EXERCISE INSTRUCTIONS: Count the lines in the entries below that contain the string "shirt", treating uppercase and lowercase as different. Reply with the number only.

#### MATERIAL SUPPLIED ####

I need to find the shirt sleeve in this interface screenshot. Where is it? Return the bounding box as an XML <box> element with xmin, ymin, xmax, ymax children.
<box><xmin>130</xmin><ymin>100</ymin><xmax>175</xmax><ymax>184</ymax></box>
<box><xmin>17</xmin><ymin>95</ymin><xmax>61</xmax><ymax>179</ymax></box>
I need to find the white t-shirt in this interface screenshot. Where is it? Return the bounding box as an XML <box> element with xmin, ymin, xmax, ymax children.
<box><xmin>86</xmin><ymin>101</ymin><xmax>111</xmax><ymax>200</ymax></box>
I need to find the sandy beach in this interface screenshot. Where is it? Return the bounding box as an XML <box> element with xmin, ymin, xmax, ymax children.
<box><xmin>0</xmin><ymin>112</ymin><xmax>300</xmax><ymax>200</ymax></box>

####
#### MATERIAL SUPPLIED ####

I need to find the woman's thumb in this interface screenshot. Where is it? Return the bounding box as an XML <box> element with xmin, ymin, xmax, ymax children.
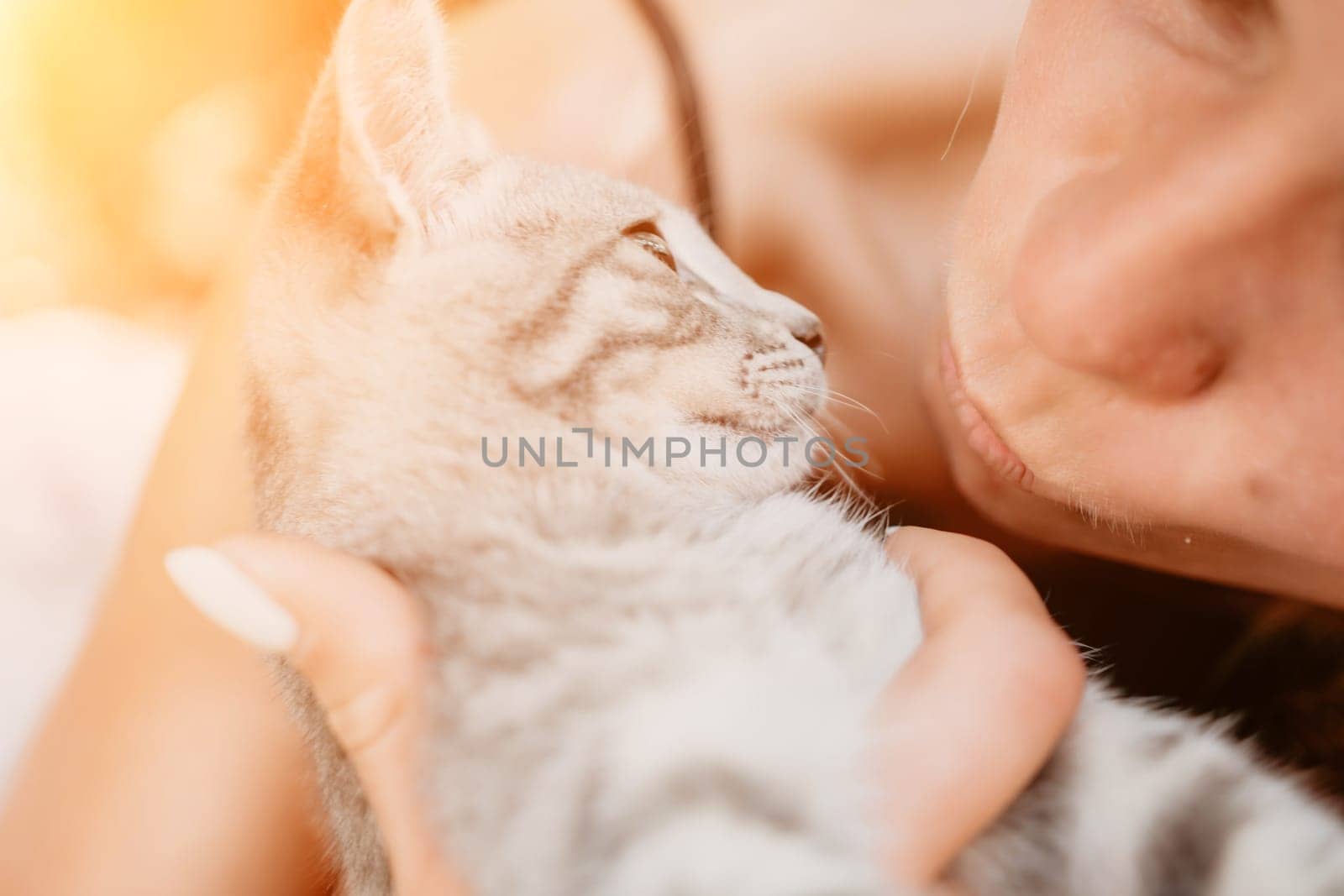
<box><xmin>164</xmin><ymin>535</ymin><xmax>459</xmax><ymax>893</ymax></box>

####

RESPONSE TO THE EXERCISE: 2